§ TEXTO DE LECTURA
Pero no. El educador sigue atado a las prerrogativas del sistema, mismas que son imperecederas. Una transformación real de los educadores solo se consigue desmembrando cada parte del sistema que lo envuelve y lo frustra. El educador verdaderamente comprometido, el revolucionario, empieza a darse cuenta que está solo, que aunque existen dos o tres que piensan como él, que hacen un esfuerzo por generar un cambio real, lo cierto es que el monstruo es gigantesco. Que todo lo avanzado en cuarenta minutos se pierde frente a horas de televisión, internet y el mundo. ¡Pero con uno que se salve se habrá hecho mucho! –dicen estos ilusos de la educación. Este grotesco pensamiento se escucha en los salones de profesores y en los pasillos universitarios. Es tan perverso como afirmar: ¡Gracias a Dios tenemos comida en la mesa!

 

Para el “educador burbuja”, salvar a un estudiante es la acción caritativa de un año de trabajo o, en el peor de los casos, de cinco. Los doscientos estudiantes que tiene de más son el sacrificio para la salvación de unos pocos. ¿Será entonces que aquello de “muchos son los llamados y pocos los escogidos” se dijo pensando en la educación? ¿Se debe condenar a tantos ya condenados para salvar a algunos cuantos con el fin de conformar una élite de ungidos?

 

El educador propiamente revolucionario, que además se autoeduca constantemente por medio de la lectura y el análisis de su realidad, reconoce que “la salvación” de la humanidad no está en intentos aislados de “cambiar las cosas”. Reconoce además, que su acción no se reduce solo a la escuela, que su ámbito de acción es total.

 

Pero aquel “educador burbuja” es además un “educador mercenario”. Así como se lee. Es un “asesino asueldo” del sistema. Su misión, desde que entra a la universidad y es contratado luego por el sector público o privado, consiste en mutilar, purgar, depurar, controlar, domesticar, civilizar, amoldar, adaptar, adecuar, visibilizar, invisibilizar, corregir, normalizar, reprimir, deprimir, oprimir, perpetuar, prejuiciar, enjuiciar, limpiar, perdonar, condenar, aburrir, torturar, en suma: asesinar. Y no crea el lector que quien escribe está vacunado contra todo esto. El sistema ha hecho de quien “educa” o “forma”, un ente adaptado a los requerimientos básicos de la sociedad capitalista. Todos, educadores y educandos, comprometidos o no, están imbuidos en el sistema y todos, de alguna u otra forma, resisten mientras esperan el momento de la rebelión definitiva.

Registros de origen:
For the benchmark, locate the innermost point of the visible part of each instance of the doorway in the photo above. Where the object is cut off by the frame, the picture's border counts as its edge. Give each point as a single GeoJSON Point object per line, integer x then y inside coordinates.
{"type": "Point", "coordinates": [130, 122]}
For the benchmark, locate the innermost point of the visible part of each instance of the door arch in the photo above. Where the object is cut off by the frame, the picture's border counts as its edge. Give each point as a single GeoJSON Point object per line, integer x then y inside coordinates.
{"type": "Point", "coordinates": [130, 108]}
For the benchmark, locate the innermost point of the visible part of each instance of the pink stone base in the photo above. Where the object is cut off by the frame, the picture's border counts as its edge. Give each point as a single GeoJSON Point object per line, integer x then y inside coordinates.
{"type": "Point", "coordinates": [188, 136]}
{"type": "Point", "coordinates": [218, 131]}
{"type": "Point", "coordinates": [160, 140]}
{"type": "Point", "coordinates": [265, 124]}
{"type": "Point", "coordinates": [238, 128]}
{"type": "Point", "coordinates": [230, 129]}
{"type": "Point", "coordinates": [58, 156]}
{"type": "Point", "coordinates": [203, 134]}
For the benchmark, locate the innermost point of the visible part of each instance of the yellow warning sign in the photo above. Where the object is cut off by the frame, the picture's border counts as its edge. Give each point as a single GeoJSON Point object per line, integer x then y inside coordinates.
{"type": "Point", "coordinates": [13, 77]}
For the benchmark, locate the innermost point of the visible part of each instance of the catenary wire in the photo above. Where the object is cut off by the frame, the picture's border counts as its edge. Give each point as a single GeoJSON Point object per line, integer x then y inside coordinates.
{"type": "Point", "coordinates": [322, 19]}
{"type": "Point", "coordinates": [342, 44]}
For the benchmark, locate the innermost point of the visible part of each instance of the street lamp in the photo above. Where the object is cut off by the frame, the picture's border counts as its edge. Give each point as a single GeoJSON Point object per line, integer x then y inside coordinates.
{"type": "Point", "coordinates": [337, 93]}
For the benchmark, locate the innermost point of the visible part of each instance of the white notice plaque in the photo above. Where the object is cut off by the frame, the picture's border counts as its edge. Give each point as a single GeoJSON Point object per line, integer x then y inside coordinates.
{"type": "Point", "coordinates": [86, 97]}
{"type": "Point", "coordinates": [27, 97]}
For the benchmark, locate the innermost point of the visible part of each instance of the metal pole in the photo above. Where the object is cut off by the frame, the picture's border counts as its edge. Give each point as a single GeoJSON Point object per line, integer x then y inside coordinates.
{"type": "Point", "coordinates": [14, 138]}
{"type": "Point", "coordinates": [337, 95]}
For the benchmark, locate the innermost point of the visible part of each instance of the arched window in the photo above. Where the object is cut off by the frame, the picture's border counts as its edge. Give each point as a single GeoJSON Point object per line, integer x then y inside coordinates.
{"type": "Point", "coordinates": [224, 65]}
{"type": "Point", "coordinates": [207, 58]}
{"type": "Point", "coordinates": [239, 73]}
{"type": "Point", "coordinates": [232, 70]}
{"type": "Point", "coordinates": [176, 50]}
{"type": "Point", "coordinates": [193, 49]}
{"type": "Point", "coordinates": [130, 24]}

§ TAREA ASIGNADA 1
Reproduce del texto sobre el educador revolucionario el fragmento que va de "Pero no. El" a "en la mesa!".
§ TAREA ASIGNADA 2
Por favor, explica en una a tres oraciones por qué, según el texto sobre el educador revolucionario, quien escribe no está "vacunado contra todo esto".
§ TAREA ASIGNADA 3
Retoma el texto sobre el educador revolucionario y continúalo a partir de su última oración.

§ RESPUESTA 1
Pero no. El educador sigue atado a las prerrogativas del sistema, mismas que son imperecederas. Una transformación real de los educadores solo se consigue desmembrando cada parte del sistema que lo envuelve y lo frustra. El educador verdaderamente comprometido, el revolucionario, empieza a darse cuenta que está solo, que aunque existen dos o tres que piensan como él, que hacen un esfuerzo por generar un cambio real, lo cierto es que el monstruo es gigantesco. Que todo lo avanzado en cuarenta minutos se pierde frente a horas de televisión, internet y el mundo. ¡Pero con uno que se salve se habrá hecho mucho! –dicen estos ilusos de la educación. Este grotesco pensamiento se escucha en los salones de profesores y en los pasillos universitarios. Es tan perverso como afirmar: ¡Gracias a Dios tenemos comida en la mesa!

§ RESPUESTA 2
Porque el sistema ha hecho de quien educa o forma un ente adaptado a los requerimientos básicos de la sociedad capitalista. Todos, educadores y educandos, comprometidos o no, están imbuidos en ese sistema.

§ RESPUESTA 3
La frustración radica, pues, en ver que realmente la educación no genera cambios reales, tan solo lanza a los niños, jóvenes y adultos al mundo de la ley de la oferta y la demanda. Así las cosas, si por uno que se salvara el mundo sería distinto, ¿no habría ocurrido este cambio hace mucho? Si por la acción aislada de un docente en su clase, enseñando a ser críticos (mas no activos), la sociedad cambia, ¿por qué no parecen mejorar las cosas? ¿No sería mejor salir de esa burbuja de farsas y empezar a asumir verdaderas responsabilidades?

 

El educador verdaderamente comprometido no puede aislarse en su salón de clases, debe salir a la calle a combatir. No puede creer ilusamente que aplicando una prueba objetiva está enseñando algo realmente significativo para la vida. ¿Acaso el estudiante se acuerda de la ecuación matemática cuando su patrono lo mantiene en una condición de explotación? ¿Acaso recuerda la fecha de muerte de Napoleón cuando tiene hambre? ¿Y tiene una importancia real esto? ¿Para qué ser la piedra en el camino de la sobrevivencia de muchos seres humanos?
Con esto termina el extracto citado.